| Written exercise |
Each line of the listing must be transcribed exactly, except for the images, which should be excluded.

| Items |
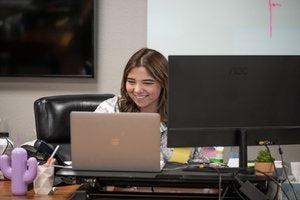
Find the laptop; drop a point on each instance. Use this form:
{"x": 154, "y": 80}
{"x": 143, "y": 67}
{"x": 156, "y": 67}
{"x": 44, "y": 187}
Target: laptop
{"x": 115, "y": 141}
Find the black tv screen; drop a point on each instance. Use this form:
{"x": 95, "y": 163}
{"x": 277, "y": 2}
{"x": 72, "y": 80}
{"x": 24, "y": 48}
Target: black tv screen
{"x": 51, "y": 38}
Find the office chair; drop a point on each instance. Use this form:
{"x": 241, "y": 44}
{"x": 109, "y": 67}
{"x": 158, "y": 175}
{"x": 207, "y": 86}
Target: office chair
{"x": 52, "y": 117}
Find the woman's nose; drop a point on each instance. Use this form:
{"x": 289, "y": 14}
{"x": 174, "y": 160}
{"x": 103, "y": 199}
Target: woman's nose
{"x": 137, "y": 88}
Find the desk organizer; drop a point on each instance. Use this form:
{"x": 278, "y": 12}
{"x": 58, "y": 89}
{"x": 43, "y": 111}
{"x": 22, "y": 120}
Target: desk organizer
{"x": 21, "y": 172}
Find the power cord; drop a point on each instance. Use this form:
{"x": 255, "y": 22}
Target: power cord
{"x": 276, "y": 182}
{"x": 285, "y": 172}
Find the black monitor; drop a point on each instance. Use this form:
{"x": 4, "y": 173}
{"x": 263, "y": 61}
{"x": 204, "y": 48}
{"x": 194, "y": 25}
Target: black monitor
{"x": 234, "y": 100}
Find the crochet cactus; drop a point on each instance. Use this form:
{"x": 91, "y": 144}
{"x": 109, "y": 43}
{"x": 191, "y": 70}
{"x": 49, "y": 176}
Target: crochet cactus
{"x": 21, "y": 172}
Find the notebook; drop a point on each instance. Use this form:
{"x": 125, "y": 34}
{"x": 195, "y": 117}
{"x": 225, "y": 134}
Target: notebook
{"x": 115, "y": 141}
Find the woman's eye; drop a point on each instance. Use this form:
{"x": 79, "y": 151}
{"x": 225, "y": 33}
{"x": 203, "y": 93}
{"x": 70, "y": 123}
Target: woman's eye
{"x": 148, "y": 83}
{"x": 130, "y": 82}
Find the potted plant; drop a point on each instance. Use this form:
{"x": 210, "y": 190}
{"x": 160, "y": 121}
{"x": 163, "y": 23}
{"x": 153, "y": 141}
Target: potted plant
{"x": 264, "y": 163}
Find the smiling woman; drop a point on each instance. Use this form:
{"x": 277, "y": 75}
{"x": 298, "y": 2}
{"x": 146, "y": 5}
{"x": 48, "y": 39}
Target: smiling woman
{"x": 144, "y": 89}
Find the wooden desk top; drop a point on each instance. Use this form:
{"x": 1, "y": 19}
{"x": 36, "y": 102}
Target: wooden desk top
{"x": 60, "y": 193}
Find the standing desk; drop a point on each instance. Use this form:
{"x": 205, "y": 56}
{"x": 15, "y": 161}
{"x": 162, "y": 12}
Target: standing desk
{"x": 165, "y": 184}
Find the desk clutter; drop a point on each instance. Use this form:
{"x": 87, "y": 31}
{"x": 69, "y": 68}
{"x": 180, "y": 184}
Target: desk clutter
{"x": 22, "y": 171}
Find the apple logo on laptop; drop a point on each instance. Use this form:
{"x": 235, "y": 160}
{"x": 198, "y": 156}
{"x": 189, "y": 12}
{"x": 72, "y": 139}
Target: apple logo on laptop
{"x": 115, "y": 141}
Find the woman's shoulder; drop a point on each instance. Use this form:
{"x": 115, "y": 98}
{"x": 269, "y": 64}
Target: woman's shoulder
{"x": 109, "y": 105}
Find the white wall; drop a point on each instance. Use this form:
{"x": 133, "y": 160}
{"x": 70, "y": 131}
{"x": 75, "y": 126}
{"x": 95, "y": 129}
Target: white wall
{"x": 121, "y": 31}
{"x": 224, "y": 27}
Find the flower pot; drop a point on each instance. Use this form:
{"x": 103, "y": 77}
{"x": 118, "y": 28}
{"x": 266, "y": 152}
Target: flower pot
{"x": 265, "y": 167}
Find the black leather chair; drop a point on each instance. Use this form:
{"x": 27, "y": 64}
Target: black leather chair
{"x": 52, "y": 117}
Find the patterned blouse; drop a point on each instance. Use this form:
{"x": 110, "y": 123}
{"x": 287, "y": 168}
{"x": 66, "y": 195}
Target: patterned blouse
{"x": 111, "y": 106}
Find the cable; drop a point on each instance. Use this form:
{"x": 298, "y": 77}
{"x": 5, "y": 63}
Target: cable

| Result of the exercise |
Find the laptop; drop a point on each instance. Use this form:
{"x": 154, "y": 80}
{"x": 143, "y": 67}
{"x": 156, "y": 67}
{"x": 44, "y": 187}
Target: laptop
{"x": 115, "y": 141}
Find the black tv screen; drop a point on each instance. Use this form:
{"x": 95, "y": 163}
{"x": 277, "y": 2}
{"x": 72, "y": 80}
{"x": 24, "y": 48}
Target: black tv screen
{"x": 51, "y": 38}
Find the office chair; drop a point on each instance. Use this form:
{"x": 241, "y": 44}
{"x": 109, "y": 67}
{"x": 158, "y": 175}
{"x": 207, "y": 86}
Target: office chair
{"x": 52, "y": 117}
Find the woman's nose; drop a point on each instance. Use this form:
{"x": 289, "y": 14}
{"x": 174, "y": 160}
{"x": 103, "y": 199}
Target: woman's nose
{"x": 137, "y": 88}
Find the desk organizer; drop a point on each instance. Use this form:
{"x": 278, "y": 12}
{"x": 58, "y": 89}
{"x": 43, "y": 111}
{"x": 22, "y": 120}
Target: desk organizer
{"x": 21, "y": 172}
Find the power cord; drop a point on each instance. Use this form:
{"x": 255, "y": 22}
Target: power cord
{"x": 276, "y": 182}
{"x": 285, "y": 172}
Find the black monitor; drop a point on each instance. Use this form:
{"x": 4, "y": 173}
{"x": 263, "y": 61}
{"x": 204, "y": 48}
{"x": 194, "y": 25}
Target: black monitor
{"x": 234, "y": 100}
Find the crochet cactus; drop a point on each instance. Use this form:
{"x": 91, "y": 144}
{"x": 109, "y": 43}
{"x": 191, "y": 70}
{"x": 49, "y": 176}
Target: crochet cactus
{"x": 21, "y": 172}
Find the notebook; drop a point on each instance. Use this form:
{"x": 125, "y": 34}
{"x": 195, "y": 117}
{"x": 225, "y": 134}
Target: notebook
{"x": 115, "y": 141}
Find the woman's eye; drop a point on each instance. Use this form:
{"x": 79, "y": 151}
{"x": 225, "y": 33}
{"x": 203, "y": 93}
{"x": 70, "y": 123}
Target: woman's eye
{"x": 148, "y": 83}
{"x": 130, "y": 82}
Find the potted plant; drop a point on each instance. Use this form:
{"x": 210, "y": 190}
{"x": 160, "y": 121}
{"x": 163, "y": 23}
{"x": 153, "y": 141}
Target: potted plant
{"x": 264, "y": 163}
Find the smiling woman; drop a point on each instance. Use this form:
{"x": 277, "y": 75}
{"x": 298, "y": 2}
{"x": 146, "y": 5}
{"x": 48, "y": 39}
Target: smiling woman
{"x": 144, "y": 89}
Find the wooden desk top; drop a point on each instance. Use this form:
{"x": 1, "y": 19}
{"x": 36, "y": 102}
Target: wooden desk top
{"x": 60, "y": 193}
Find the standing desk; drop a point on each instance. Use this form:
{"x": 205, "y": 56}
{"x": 15, "y": 161}
{"x": 162, "y": 12}
Target: standing desk
{"x": 165, "y": 184}
Find the desk clutter; drop a point on each instance. Use this form:
{"x": 87, "y": 31}
{"x": 69, "y": 68}
{"x": 180, "y": 184}
Target: desk clutter
{"x": 22, "y": 171}
Find the apple logo on laptop; drop a point on each instance. Use this form:
{"x": 235, "y": 160}
{"x": 198, "y": 156}
{"x": 189, "y": 12}
{"x": 72, "y": 139}
Target: apple logo on laptop
{"x": 115, "y": 141}
Find the woman's shoulder; drop a point on each instance. Use this form:
{"x": 115, "y": 98}
{"x": 269, "y": 64}
Target: woman's shoulder
{"x": 109, "y": 105}
Find the white wall; drop a point on each instance. Use this form:
{"x": 133, "y": 160}
{"x": 70, "y": 131}
{"x": 75, "y": 126}
{"x": 95, "y": 129}
Target: white wall
{"x": 121, "y": 31}
{"x": 224, "y": 27}
Find the flower pot; drop a point on each instance. Use this form:
{"x": 103, "y": 77}
{"x": 118, "y": 28}
{"x": 266, "y": 152}
Target: flower pot
{"x": 265, "y": 167}
Find the black leather chair; drop a point on each instance. Use this form:
{"x": 27, "y": 64}
Target: black leather chair
{"x": 52, "y": 117}
Find the patterned blouse; drop a point on each instance. Use this form:
{"x": 110, "y": 123}
{"x": 287, "y": 168}
{"x": 66, "y": 195}
Target: patterned blouse
{"x": 111, "y": 106}
Find the cable; drop a point on each instance. Use this form:
{"x": 298, "y": 77}
{"x": 5, "y": 63}
Target: cable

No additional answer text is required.